---------- EXERCISE INPUTS

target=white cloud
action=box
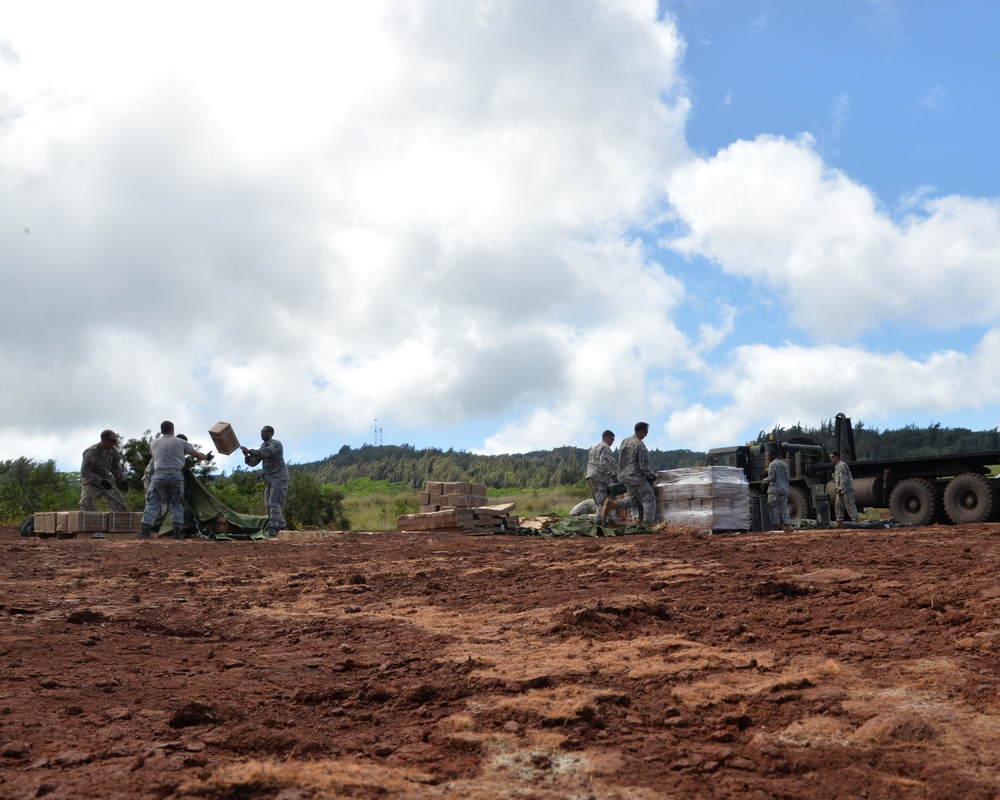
[665,134,1000,338]
[4,0,1000,475]
[829,91,851,140]
[0,0,695,468]
[918,85,947,111]
[665,330,1000,450]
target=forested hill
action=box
[767,418,1000,461]
[295,419,1000,489]
[295,444,706,490]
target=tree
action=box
[120,431,153,492]
[284,471,349,530]
[206,468,265,515]
[0,458,79,522]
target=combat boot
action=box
[139,524,151,539]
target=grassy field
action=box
[337,482,591,532]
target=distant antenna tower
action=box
[374,418,383,446]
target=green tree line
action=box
[297,443,707,489]
[761,417,1000,460]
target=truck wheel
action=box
[943,473,994,525]
[787,486,810,521]
[889,478,936,526]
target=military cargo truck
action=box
[707,413,1000,526]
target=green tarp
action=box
[153,467,270,540]
[19,469,270,540]
[514,515,654,538]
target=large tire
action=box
[943,473,995,525]
[889,478,936,526]
[787,485,810,522]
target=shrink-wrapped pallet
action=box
[655,466,750,531]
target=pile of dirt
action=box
[3,523,1000,798]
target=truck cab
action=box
[707,438,831,521]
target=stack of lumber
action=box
[395,507,475,533]
[469,503,518,534]
[396,482,519,534]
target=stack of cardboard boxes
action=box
[396,481,519,534]
[419,481,489,512]
[34,511,145,539]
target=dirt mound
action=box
[3,524,1000,798]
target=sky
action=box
[3,0,1000,472]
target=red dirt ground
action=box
[3,522,1000,799]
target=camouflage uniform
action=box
[618,434,656,524]
[834,460,859,523]
[763,457,790,528]
[80,442,128,512]
[142,435,196,531]
[585,440,618,522]
[142,460,155,493]
[244,438,289,535]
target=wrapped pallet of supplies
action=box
[655,466,750,532]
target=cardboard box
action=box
[65,511,107,533]
[54,512,69,533]
[35,512,57,534]
[209,422,240,456]
[108,512,144,533]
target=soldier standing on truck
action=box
[619,422,657,525]
[762,449,790,530]
[831,451,859,524]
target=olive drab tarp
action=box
[154,468,270,540]
[516,515,653,538]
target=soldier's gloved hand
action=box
[205,451,215,463]
[117,481,128,492]
[100,479,113,490]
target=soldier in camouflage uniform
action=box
[831,451,859,523]
[80,429,128,512]
[618,422,657,525]
[586,430,619,523]
[241,426,289,538]
[762,449,791,529]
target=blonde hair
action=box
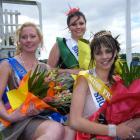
[15,22,43,55]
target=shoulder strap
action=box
[78,70,112,102]
[78,39,91,70]
[57,37,79,68]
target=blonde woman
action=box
[0,22,65,140]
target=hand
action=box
[26,102,44,117]
[126,118,140,130]
[116,122,136,139]
[8,107,27,122]
[66,69,80,75]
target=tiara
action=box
[95,31,112,38]
[66,7,80,16]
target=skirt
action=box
[1,110,62,140]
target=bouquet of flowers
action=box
[105,62,140,124]
[1,66,74,128]
[9,66,74,115]
[43,71,74,115]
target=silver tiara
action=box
[95,31,112,38]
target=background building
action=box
[0,0,42,58]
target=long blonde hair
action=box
[15,22,43,55]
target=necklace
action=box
[19,53,38,71]
[93,68,110,85]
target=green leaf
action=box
[120,62,140,86]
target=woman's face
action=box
[19,26,41,53]
[68,16,86,40]
[94,45,116,71]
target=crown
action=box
[66,7,80,16]
[95,31,112,38]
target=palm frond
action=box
[120,62,140,86]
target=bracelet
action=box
[108,124,117,137]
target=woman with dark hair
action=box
[69,30,140,140]
[47,8,90,74]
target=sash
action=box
[57,37,79,68]
[66,38,78,61]
[78,39,91,70]
[78,70,112,103]
[57,37,91,70]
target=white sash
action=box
[66,38,78,60]
[88,70,105,109]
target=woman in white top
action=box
[69,30,140,140]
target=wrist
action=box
[108,124,117,137]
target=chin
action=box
[102,65,112,70]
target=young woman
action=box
[47,8,90,74]
[0,22,65,140]
[69,30,140,140]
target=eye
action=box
[79,22,84,25]
[71,23,76,26]
[30,35,36,38]
[94,50,102,55]
[21,35,27,39]
[106,48,112,53]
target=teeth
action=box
[102,61,108,64]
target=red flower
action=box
[66,8,80,15]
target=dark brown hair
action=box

--------------------

▶ _WHAT YOU ARE ASKED TO DO_: Repeat the records word for word and drop any pictures.

▶ _SOLUTION TO THE PROBLEM_:
target=white cloud
action=box
[665,134,1000,338]
[4,0,1000,475]
[829,91,851,140]
[0,0,695,468]
[918,85,947,111]
[665,330,1000,450]
target=forested hill
action=box
[767,418,1000,461]
[295,419,1000,489]
[295,444,706,490]
target=tree
action=box
[120,431,153,492]
[284,471,349,530]
[206,468,265,515]
[0,458,79,522]
target=combat boot
action=box
[139,524,151,539]
target=grassy field
action=box
[337,482,591,532]
target=distant antenna tower
action=box
[374,418,383,446]
target=green tree line
action=box
[297,443,707,489]
[761,417,1000,460]
target=truck wheel
action=box
[943,473,994,525]
[787,486,810,521]
[889,478,936,526]
target=military cargo truck
action=box
[707,413,1000,526]
target=green tarp
action=box
[153,467,270,540]
[19,469,270,540]
[514,515,654,538]
target=large tire
action=box
[943,473,995,525]
[889,478,936,526]
[787,485,810,522]
target=shrink-wrapped pallet
action=box
[655,466,750,531]
target=pile of dirt
action=box
[3,523,1000,798]
target=truck cab
action=box
[707,438,831,521]
target=stack of lumber
action=box
[395,507,475,533]
[469,503,518,534]
[396,482,519,534]
target=stack of cardboard boxes
action=box
[396,481,519,534]
[419,481,489,512]
[34,511,145,539]
target=dirt mound
action=box
[3,524,1000,798]
target=sky
action=box
[3,0,1000,472]
target=red dirt ground
action=box
[3,522,1000,799]
target=camouflage uniform
action=box
[618,434,656,524]
[834,460,859,523]
[763,457,790,528]
[80,442,128,512]
[142,435,196,531]
[585,440,618,522]
[142,460,155,493]
[244,438,289,535]
target=wrapped pallet of supplies
action=box
[655,466,750,532]
target=cardboard box
action=box
[65,511,107,533]
[54,512,69,533]
[35,512,57,534]
[209,422,240,456]
[108,512,144,533]
target=soldier standing on truck
action=box
[619,422,657,525]
[762,449,790,530]
[831,451,859,524]
target=olive drab tarp
action=box
[154,468,270,540]
[516,515,653,538]
target=soldier's gloved hand
action=box
[205,451,215,463]
[117,481,128,492]
[100,479,113,490]
target=soldier in camouflage uniform
action=box
[831,451,859,523]
[80,429,128,512]
[618,422,657,525]
[586,430,619,523]
[241,426,289,538]
[762,449,791,529]
target=blonde hair
action=box
[15,22,43,55]
target=shoulder strap
action=box
[78,70,112,102]
[78,39,91,70]
[57,37,79,68]
target=blonde woman
action=box
[0,22,65,140]
target=hand
action=box
[26,102,44,117]
[126,118,140,130]
[116,122,136,139]
[8,107,27,122]
[66,69,80,75]
target=tiara
action=box
[95,31,112,38]
[66,7,80,16]
target=skirt
action=box
[1,110,62,140]
target=bouquet of flowers
action=box
[105,62,140,124]
[1,66,74,128]
[9,66,74,115]
[43,71,74,115]
target=silver tiara
action=box
[95,31,112,38]
target=background building
action=box
[0,0,42,58]
target=long blonde hair
action=box
[15,22,43,55]
target=necklace
action=box
[19,53,38,71]
[93,68,110,85]
target=green leaf
action=box
[120,62,140,86]
target=woman's face
action=box
[19,26,41,53]
[68,16,86,40]
[94,45,116,71]
target=crown
action=box
[66,7,80,16]
[95,31,112,38]
target=palm frond
action=box
[120,62,140,86]
target=bracelet
action=box
[108,124,117,137]
target=woman with dark hair
action=box
[69,30,140,140]
[47,8,90,74]
target=sash
action=box
[57,37,79,68]
[66,38,78,61]
[78,39,91,70]
[78,70,112,103]
[57,37,91,70]
target=white sash
action=box
[66,38,78,60]
[88,70,105,109]
target=woman in white top
action=box
[69,30,140,140]
target=wrist
action=box
[108,124,117,137]
target=chin
action=box
[102,65,112,70]
target=young woman
action=box
[47,8,90,74]
[0,22,65,140]
[69,30,140,140]
target=eye
action=box
[79,22,84,25]
[71,23,76,26]
[30,35,36,38]
[94,50,102,55]
[21,35,27,39]
[106,48,112,53]
target=teeth
action=box
[102,61,108,64]
target=red flower
action=box
[66,8,80,15]
target=dark brown hair
action=box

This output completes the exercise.